◆ **Written instruction**
Without the images, print all the entries below exactly as given.

◆ **Exercise input**
"""

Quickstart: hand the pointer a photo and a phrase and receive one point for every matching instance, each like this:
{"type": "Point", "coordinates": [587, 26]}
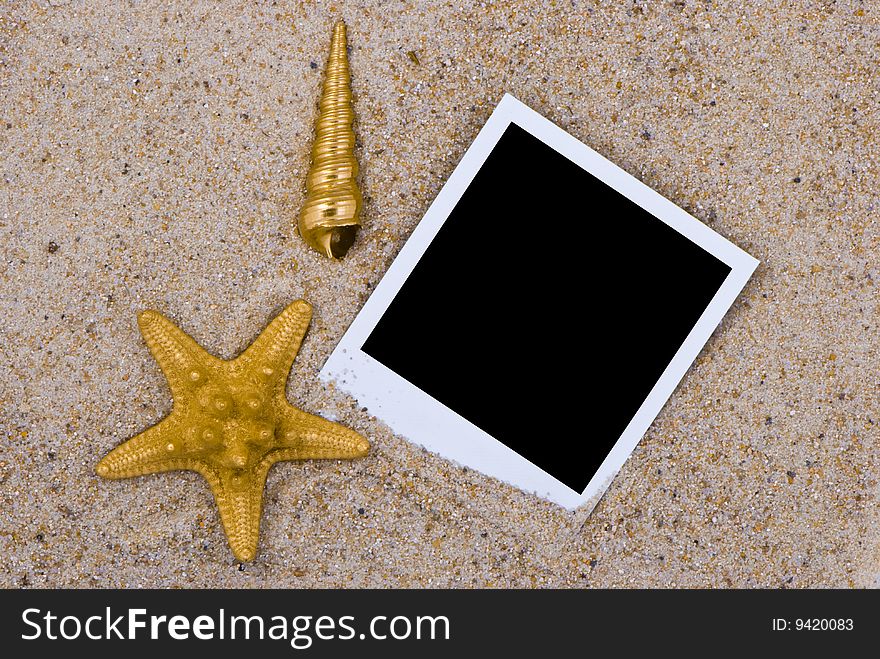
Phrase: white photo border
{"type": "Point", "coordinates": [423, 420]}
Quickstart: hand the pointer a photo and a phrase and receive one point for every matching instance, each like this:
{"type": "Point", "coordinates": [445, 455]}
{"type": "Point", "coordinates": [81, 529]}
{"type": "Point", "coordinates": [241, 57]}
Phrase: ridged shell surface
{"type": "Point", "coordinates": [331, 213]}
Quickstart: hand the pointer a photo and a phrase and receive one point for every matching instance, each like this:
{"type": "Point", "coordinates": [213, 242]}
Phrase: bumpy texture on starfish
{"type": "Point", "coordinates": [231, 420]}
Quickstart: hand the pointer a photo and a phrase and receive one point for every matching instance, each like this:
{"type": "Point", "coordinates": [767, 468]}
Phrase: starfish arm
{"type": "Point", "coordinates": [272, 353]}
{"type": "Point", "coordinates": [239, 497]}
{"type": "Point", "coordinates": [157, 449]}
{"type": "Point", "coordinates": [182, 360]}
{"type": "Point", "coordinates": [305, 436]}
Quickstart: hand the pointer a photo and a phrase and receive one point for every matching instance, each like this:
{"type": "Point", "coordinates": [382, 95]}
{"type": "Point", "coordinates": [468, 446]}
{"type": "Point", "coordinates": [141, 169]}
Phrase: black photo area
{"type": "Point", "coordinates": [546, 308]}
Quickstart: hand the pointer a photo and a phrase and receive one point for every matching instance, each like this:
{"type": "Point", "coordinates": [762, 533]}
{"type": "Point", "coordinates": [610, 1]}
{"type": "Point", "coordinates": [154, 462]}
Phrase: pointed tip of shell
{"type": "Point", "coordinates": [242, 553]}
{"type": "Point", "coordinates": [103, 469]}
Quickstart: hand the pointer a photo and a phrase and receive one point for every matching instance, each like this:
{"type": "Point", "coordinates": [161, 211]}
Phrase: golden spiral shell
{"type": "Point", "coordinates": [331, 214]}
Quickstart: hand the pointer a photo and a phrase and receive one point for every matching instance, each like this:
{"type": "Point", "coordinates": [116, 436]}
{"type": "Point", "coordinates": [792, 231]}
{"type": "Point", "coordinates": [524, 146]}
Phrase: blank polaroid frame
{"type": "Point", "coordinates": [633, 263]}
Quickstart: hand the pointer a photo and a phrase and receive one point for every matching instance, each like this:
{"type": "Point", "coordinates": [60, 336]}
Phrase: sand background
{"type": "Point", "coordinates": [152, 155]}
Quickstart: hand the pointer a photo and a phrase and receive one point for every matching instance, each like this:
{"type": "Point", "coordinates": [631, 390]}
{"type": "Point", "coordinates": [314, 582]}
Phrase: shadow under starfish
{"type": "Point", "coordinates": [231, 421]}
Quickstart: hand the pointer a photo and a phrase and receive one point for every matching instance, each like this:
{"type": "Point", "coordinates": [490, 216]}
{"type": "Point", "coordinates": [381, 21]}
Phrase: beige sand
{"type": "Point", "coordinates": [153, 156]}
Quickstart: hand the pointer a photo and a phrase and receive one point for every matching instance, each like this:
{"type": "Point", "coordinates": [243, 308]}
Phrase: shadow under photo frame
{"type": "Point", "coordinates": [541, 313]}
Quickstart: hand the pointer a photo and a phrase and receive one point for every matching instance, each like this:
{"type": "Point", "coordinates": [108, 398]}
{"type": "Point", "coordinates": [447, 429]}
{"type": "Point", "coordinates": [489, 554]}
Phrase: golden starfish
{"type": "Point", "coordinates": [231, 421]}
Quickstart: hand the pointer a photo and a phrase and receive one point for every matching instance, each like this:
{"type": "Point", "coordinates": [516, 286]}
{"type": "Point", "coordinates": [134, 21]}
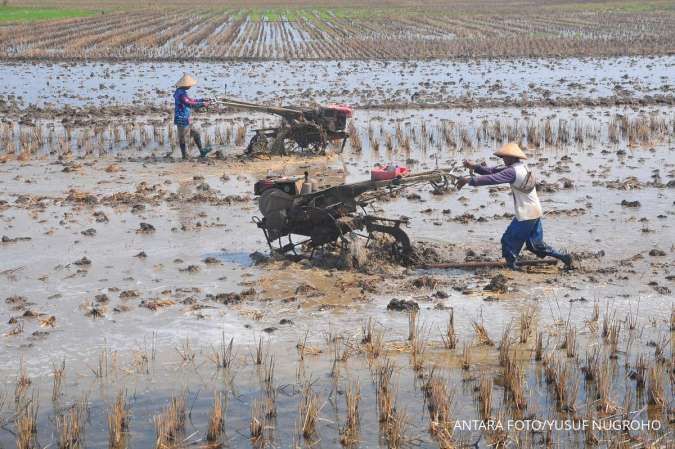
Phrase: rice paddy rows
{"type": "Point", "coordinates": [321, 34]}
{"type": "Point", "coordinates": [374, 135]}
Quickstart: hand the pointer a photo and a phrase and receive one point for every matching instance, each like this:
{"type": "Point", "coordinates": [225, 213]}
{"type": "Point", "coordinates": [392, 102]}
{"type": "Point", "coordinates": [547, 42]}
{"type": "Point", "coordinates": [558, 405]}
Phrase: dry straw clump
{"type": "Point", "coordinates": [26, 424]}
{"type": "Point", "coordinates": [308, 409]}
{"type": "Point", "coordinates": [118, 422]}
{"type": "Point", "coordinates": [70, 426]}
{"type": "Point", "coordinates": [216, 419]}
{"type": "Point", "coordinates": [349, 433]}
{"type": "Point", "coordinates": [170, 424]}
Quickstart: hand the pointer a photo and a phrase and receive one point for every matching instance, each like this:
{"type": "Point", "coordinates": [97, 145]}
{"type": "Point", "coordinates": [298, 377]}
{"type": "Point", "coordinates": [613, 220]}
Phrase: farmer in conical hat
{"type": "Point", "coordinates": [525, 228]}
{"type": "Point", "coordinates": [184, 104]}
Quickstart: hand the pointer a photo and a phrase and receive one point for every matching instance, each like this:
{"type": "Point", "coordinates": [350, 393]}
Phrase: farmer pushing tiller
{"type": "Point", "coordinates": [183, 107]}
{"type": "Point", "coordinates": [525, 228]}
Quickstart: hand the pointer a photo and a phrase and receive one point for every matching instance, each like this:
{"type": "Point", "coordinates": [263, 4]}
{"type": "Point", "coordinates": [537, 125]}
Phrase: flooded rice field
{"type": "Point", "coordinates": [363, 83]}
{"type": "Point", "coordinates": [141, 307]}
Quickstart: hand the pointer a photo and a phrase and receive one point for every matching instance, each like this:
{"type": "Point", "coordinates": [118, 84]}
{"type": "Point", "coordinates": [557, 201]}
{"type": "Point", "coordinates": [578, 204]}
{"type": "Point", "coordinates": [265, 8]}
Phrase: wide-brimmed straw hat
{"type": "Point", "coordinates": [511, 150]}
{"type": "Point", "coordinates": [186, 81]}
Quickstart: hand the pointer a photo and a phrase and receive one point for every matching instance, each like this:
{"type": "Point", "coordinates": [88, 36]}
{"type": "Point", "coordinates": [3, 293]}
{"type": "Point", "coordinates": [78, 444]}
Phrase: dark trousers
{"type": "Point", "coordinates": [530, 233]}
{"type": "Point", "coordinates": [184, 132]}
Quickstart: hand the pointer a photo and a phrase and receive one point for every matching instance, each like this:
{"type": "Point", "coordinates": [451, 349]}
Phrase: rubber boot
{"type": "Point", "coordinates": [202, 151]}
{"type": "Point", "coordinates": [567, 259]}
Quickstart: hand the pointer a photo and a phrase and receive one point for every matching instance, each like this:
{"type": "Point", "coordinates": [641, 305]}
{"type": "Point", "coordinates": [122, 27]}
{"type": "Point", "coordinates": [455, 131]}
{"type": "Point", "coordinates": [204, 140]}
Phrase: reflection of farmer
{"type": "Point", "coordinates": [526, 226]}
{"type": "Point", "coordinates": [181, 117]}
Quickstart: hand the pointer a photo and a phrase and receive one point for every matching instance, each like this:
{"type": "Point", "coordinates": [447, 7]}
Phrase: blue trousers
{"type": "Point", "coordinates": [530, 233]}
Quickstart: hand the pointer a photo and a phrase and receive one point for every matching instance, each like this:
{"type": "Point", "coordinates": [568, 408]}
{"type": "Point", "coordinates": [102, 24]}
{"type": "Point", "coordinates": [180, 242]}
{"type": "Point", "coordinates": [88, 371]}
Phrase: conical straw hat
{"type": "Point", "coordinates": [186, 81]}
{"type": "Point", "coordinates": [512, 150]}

"""

◆ **Answer to the problem**
Quickstart: hand the pointer a photo and a phrase and receive one point for every matching instance, each like this:
{"type": "Point", "coordinates": [587, 26]}
Phrase: white photo border
{"type": "Point", "coordinates": [423, 420]}
Quickstart: hand the pointer a photo and a phrase and receive one point for every matching instance, each like this:
{"type": "Point", "coordinates": [445, 455]}
{"type": "Point", "coordinates": [81, 529]}
{"type": "Point", "coordinates": [241, 57]}
Phrase: ridged shell surface
{"type": "Point", "coordinates": [331, 213]}
Quickstart: hand the pointer a photo and a phrase and receive one point for every matching instance, each like this:
{"type": "Point", "coordinates": [213, 242]}
Phrase: bumpy texture on starfish
{"type": "Point", "coordinates": [231, 420]}
Quickstart: hand the pointer a photo and a phrase and receive one point for every matching instance, each like this:
{"type": "Point", "coordinates": [767, 468]}
Phrase: starfish arm
{"type": "Point", "coordinates": [272, 353]}
{"type": "Point", "coordinates": [239, 497]}
{"type": "Point", "coordinates": [157, 449]}
{"type": "Point", "coordinates": [182, 360]}
{"type": "Point", "coordinates": [305, 436]}
Quickstart: hand the pointer a photo and a phrase and receive one point for every matching instance, each like this:
{"type": "Point", "coordinates": [382, 95]}
{"type": "Point", "coordinates": [468, 446]}
{"type": "Point", "coordinates": [141, 169]}
Phrase: black photo area
{"type": "Point", "coordinates": [546, 308]}
Quickstart: hand the pointer a photo and a phrase and receive one point for every matching instance, each like this:
{"type": "Point", "coordinates": [762, 533]}
{"type": "Point", "coordinates": [610, 1]}
{"type": "Point", "coordinates": [154, 462]}
Phrase: pointed tip of shell
{"type": "Point", "coordinates": [242, 553]}
{"type": "Point", "coordinates": [103, 469]}
Quickstart: hand the pointer a photo and a phrase and receive one point for every matching instance, each like this:
{"type": "Point", "coordinates": [161, 211]}
Phrase: golden spiral shell
{"type": "Point", "coordinates": [331, 214]}
Quickstart: hand the pointer a photo and a phrase and receive one point for every matching instance, each like this:
{"type": "Point", "coordinates": [116, 436]}
{"type": "Point", "coordinates": [792, 231]}
{"type": "Point", "coordinates": [524, 146]}
Phrase: blank polaroid frame
{"type": "Point", "coordinates": [633, 263]}
Quickstart: hand the pointer a photo and a phrase and receive one point for every matching instance, each like this:
{"type": "Point", "coordinates": [60, 336]}
Phrase: sand background
{"type": "Point", "coordinates": [152, 155]}
Quickstart: hand the pointer a photo and a phrase and receive one point for every matching instance, each like this:
{"type": "Point", "coordinates": [631, 390]}
{"type": "Point", "coordinates": [314, 582]}
Phrase: shadow under starfish
{"type": "Point", "coordinates": [231, 421]}
Quickstart: hand the pointer a photo and a phrase and receive one point for every matching instance, each like this:
{"type": "Point", "coordinates": [490, 216]}
{"type": "Point", "coordinates": [381, 21]}
Phrase: beige sand
{"type": "Point", "coordinates": [153, 156]}
Quickstart: hand the pointer a photo and a phrase and receive one point for every matching instance, each like this:
{"type": "Point", "coordinates": [243, 308]}
Phrase: shadow under photo frame
{"type": "Point", "coordinates": [541, 313]}
Quickstart: hand the pointer a photo and a phrase and receive one point for every matching instance, each like this:
{"type": "Point", "coordinates": [108, 398]}
{"type": "Point", "coordinates": [447, 429]}
{"type": "Point", "coordinates": [489, 554]}
Phrase: golden starfish
{"type": "Point", "coordinates": [231, 421]}
Quickstart: hand the pointer a photo and a phrase and receive one point for every matching instance, each like this:
{"type": "Point", "coordinates": [516, 286]}
{"type": "Point", "coordinates": [134, 21]}
Phrase: rice paddy rows
{"type": "Point", "coordinates": [321, 34]}
{"type": "Point", "coordinates": [374, 135]}
Quickstart: hand the pointer a photo and a phrase and receive one point for every matching instance, each like this:
{"type": "Point", "coordinates": [225, 213]}
{"type": "Point", "coordinates": [392, 102]}
{"type": "Point", "coordinates": [547, 42]}
{"type": "Point", "coordinates": [558, 405]}
Phrase: dry straw clump
{"type": "Point", "coordinates": [26, 424]}
{"type": "Point", "coordinates": [308, 409]}
{"type": "Point", "coordinates": [118, 422]}
{"type": "Point", "coordinates": [70, 426]}
{"type": "Point", "coordinates": [216, 419]}
{"type": "Point", "coordinates": [349, 433]}
{"type": "Point", "coordinates": [170, 424]}
Quickstart: hand the pointer a photo and a phrase and receive one point for every matching instance, each like this:
{"type": "Point", "coordinates": [97, 145]}
{"type": "Point", "coordinates": [298, 377]}
{"type": "Point", "coordinates": [613, 220]}
Phrase: farmer in conical hat
{"type": "Point", "coordinates": [525, 228]}
{"type": "Point", "coordinates": [184, 104]}
Quickstart: hand the pointer a photo and a phrase and receive one point for every matching instance, each like this:
{"type": "Point", "coordinates": [350, 393]}
Phrase: farmer pushing tiller
{"type": "Point", "coordinates": [183, 107]}
{"type": "Point", "coordinates": [525, 228]}
Quickstart: hand the pointer a photo and a phrase and receive one point for every matching instance, each like this:
{"type": "Point", "coordinates": [263, 4]}
{"type": "Point", "coordinates": [537, 125]}
Phrase: flooded rice field
{"type": "Point", "coordinates": [363, 83]}
{"type": "Point", "coordinates": [141, 307]}
Quickstart: hand the pointer a photo and a phrase and receive one point for every matching instance, each like this:
{"type": "Point", "coordinates": [118, 84]}
{"type": "Point", "coordinates": [557, 201]}
{"type": "Point", "coordinates": [578, 204]}
{"type": "Point", "coordinates": [265, 8]}
Phrase: wide-brimmed straw hat
{"type": "Point", "coordinates": [511, 150]}
{"type": "Point", "coordinates": [186, 81]}
Quickstart: hand the pointer a photo and a phrase and receive one point for every matching instance, each like this:
{"type": "Point", "coordinates": [88, 36]}
{"type": "Point", "coordinates": [3, 293]}
{"type": "Point", "coordinates": [78, 444]}
Phrase: dark trousers
{"type": "Point", "coordinates": [530, 233]}
{"type": "Point", "coordinates": [184, 132]}
Quickstart: hand the pointer a photo and a phrase and receive one point for every matching instance, each like this:
{"type": "Point", "coordinates": [451, 349]}
Phrase: rubber boot
{"type": "Point", "coordinates": [202, 151]}
{"type": "Point", "coordinates": [567, 259]}
Quickstart: hand the pointer a photo and a phrase and receive one point for every matching instance, each like this:
{"type": "Point", "coordinates": [641, 305]}
{"type": "Point", "coordinates": [122, 27]}
{"type": "Point", "coordinates": [455, 131]}
{"type": "Point", "coordinates": [204, 140]}
Phrase: reflection of farmer
{"type": "Point", "coordinates": [526, 226]}
{"type": "Point", "coordinates": [181, 117]}
Quickstart: hand the pointer a photo and a phrase and receive one point for every matching instance, each like this:
{"type": "Point", "coordinates": [447, 7]}
Phrase: blue trousers
{"type": "Point", "coordinates": [530, 233]}
Quickstart: hand the pointer a photo and a phrase and receive one point for every matching instance, each like this:
{"type": "Point", "coordinates": [568, 408]}
{"type": "Point", "coordinates": [102, 24]}
{"type": "Point", "coordinates": [180, 242]}
{"type": "Point", "coordinates": [88, 371]}
Phrase: conical straw hat
{"type": "Point", "coordinates": [186, 81]}
{"type": "Point", "coordinates": [512, 150]}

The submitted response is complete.